▶ [Input for this task]
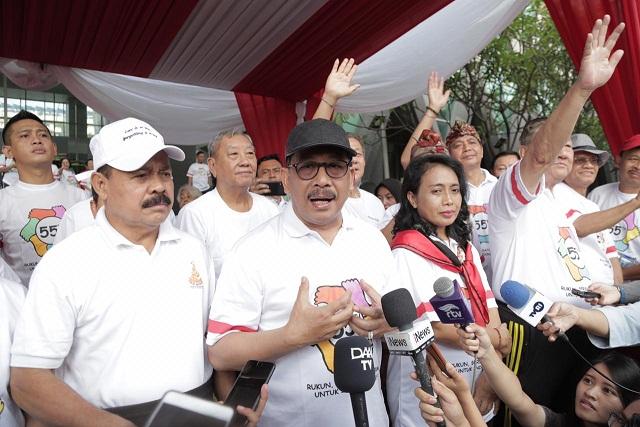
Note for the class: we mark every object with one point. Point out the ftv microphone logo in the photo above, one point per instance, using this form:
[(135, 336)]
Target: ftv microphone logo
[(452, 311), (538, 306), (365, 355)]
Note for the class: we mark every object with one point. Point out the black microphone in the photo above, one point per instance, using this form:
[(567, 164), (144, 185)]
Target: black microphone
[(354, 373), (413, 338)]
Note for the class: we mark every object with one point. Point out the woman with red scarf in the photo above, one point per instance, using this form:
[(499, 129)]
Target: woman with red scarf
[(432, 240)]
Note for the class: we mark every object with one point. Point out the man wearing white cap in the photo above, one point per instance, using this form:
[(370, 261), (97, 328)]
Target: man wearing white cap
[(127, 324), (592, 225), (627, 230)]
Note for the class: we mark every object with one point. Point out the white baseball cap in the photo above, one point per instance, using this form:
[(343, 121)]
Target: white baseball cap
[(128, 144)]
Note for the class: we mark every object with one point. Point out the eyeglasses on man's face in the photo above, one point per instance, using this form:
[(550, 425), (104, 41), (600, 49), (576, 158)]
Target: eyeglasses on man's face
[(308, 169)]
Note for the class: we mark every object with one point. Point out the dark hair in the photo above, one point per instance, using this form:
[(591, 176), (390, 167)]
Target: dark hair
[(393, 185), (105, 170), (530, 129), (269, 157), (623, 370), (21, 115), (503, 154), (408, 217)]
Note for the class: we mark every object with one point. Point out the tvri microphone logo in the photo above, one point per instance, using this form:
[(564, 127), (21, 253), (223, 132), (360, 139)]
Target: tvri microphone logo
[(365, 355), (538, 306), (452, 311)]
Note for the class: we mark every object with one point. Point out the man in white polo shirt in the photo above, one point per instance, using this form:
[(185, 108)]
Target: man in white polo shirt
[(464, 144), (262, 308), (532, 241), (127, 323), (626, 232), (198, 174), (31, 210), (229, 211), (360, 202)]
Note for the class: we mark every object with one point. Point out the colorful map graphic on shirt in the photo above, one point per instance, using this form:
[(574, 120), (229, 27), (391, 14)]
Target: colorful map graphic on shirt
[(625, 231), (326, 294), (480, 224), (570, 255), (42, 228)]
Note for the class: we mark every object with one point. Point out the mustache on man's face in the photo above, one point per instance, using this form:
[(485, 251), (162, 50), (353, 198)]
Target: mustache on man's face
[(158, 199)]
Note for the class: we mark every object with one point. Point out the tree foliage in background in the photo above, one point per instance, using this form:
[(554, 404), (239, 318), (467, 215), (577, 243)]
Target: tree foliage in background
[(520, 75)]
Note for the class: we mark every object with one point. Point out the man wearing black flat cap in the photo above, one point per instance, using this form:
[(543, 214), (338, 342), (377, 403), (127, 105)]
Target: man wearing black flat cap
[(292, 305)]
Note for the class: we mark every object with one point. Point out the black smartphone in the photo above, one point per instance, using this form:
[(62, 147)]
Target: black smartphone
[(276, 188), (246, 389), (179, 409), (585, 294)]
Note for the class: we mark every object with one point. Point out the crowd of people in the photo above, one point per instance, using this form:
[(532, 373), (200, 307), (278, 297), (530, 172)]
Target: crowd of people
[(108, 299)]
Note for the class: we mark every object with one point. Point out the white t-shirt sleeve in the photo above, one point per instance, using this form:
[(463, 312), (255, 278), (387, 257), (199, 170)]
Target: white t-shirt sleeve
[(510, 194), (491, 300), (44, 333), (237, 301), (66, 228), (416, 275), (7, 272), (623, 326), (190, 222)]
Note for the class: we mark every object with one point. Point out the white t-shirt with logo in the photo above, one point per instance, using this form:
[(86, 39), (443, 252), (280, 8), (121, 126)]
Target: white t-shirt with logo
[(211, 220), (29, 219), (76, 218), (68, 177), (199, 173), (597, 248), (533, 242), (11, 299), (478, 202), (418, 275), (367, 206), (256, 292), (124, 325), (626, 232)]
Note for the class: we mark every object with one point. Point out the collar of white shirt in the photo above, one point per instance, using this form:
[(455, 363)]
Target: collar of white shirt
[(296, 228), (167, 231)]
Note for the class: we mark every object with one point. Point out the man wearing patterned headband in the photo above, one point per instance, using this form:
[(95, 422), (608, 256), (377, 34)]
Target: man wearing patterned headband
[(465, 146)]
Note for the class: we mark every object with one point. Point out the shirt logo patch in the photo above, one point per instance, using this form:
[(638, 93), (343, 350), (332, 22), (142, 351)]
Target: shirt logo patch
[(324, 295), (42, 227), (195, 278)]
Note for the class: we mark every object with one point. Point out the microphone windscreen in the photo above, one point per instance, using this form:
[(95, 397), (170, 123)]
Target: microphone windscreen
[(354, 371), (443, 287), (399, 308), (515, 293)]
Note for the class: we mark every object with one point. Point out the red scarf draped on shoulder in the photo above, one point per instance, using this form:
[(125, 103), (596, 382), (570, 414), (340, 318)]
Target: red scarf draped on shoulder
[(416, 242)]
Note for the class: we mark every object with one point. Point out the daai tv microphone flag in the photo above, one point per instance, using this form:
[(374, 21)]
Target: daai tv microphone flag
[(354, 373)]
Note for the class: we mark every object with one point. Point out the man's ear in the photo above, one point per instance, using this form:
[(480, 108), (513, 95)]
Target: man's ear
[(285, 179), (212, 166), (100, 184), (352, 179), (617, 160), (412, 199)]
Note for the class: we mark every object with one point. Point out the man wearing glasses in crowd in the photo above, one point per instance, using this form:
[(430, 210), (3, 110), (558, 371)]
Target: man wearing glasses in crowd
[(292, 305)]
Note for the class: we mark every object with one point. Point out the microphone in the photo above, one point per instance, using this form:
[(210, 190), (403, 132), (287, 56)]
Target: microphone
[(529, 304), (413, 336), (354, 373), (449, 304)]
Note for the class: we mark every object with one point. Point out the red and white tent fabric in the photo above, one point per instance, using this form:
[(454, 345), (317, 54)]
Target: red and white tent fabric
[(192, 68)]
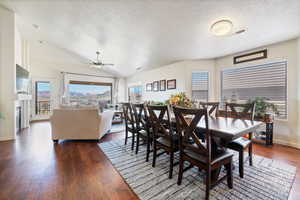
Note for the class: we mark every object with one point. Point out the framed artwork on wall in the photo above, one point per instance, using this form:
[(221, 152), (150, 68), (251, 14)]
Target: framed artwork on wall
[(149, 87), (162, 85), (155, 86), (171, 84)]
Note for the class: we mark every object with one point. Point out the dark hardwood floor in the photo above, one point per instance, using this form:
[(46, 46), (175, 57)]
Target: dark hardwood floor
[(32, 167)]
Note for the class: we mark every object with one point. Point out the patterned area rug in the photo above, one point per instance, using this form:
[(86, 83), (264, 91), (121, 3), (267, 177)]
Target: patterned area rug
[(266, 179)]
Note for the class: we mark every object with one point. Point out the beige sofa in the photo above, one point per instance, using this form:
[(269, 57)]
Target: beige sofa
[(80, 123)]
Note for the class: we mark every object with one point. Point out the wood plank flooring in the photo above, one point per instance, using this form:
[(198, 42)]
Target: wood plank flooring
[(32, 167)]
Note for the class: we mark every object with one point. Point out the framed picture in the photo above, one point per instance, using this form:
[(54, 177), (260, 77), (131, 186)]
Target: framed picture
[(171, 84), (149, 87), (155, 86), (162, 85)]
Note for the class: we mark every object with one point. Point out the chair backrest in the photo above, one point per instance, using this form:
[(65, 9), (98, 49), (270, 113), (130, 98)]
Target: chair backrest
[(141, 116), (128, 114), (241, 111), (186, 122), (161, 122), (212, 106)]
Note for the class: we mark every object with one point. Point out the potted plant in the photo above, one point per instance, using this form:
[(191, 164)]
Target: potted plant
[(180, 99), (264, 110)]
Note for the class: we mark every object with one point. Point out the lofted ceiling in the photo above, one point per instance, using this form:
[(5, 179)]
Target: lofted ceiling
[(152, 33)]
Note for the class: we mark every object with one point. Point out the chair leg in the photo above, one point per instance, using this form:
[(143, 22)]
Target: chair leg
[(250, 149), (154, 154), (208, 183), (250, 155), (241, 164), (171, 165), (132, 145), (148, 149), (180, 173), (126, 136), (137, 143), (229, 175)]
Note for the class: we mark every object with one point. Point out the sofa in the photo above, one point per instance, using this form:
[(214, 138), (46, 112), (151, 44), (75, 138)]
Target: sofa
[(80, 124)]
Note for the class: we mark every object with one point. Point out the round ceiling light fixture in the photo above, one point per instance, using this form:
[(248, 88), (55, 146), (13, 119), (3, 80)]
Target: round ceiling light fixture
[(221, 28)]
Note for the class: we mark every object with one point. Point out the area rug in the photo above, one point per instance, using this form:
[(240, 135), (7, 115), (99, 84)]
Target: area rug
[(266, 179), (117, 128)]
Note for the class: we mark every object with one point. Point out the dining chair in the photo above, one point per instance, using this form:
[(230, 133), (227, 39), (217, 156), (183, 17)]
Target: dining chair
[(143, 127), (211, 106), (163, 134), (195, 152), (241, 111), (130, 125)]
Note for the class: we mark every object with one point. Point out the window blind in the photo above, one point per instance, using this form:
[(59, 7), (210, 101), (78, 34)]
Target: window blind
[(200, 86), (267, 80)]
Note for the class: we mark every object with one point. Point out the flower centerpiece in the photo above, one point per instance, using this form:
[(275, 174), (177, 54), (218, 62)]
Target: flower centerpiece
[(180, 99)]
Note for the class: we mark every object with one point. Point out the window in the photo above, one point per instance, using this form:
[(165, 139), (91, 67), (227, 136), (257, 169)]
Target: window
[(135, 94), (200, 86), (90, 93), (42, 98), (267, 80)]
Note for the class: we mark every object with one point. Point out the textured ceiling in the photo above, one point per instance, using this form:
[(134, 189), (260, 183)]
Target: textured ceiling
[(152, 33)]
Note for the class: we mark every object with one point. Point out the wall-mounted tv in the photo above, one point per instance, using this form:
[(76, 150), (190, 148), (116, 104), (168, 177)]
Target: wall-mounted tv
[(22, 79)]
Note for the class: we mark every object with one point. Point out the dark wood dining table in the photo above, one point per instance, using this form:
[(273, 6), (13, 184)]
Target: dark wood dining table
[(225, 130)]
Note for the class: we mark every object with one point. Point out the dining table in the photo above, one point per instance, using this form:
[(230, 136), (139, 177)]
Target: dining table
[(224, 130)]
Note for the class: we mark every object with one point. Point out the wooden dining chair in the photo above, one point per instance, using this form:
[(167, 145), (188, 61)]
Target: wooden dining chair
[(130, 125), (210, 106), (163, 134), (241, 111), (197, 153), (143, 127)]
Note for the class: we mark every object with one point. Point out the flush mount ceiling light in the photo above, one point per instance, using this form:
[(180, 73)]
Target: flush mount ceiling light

▶ [What the exercise asks]
Copy the rows word for word, from the beginning of the rows through the line that contains "[(127, 324), (592, 225), (627, 230)]", including that line. Omit the pictures from your copy.

▶ [Worked answer]
Note for the class: we mark every object with one point. Point out the ftv microphone logo in the photo above, one point per instance, using this form:
[(135, 336)]
Target: ftv microphone logo
[(452, 311), (538, 306), (365, 355)]
Note for the class: we mark every object with one point. Point out the black microphone in the photo above, one point per instance, using this form:
[(567, 164), (144, 185)]
Target: black microphone
[(354, 373), (413, 338)]
Note for the class: we mark every object with one point. Point out the woman with red scarf in the photo above, one point per instance, using this form:
[(499, 129)]
Target: woman with red scarf
[(432, 240)]
Note for the class: we mark every object with one point. Point out the man wearing white cap in the photo above, one point per instance, using this form:
[(370, 261), (97, 328)]
Target: man wearing white cap
[(127, 324), (592, 225), (627, 230)]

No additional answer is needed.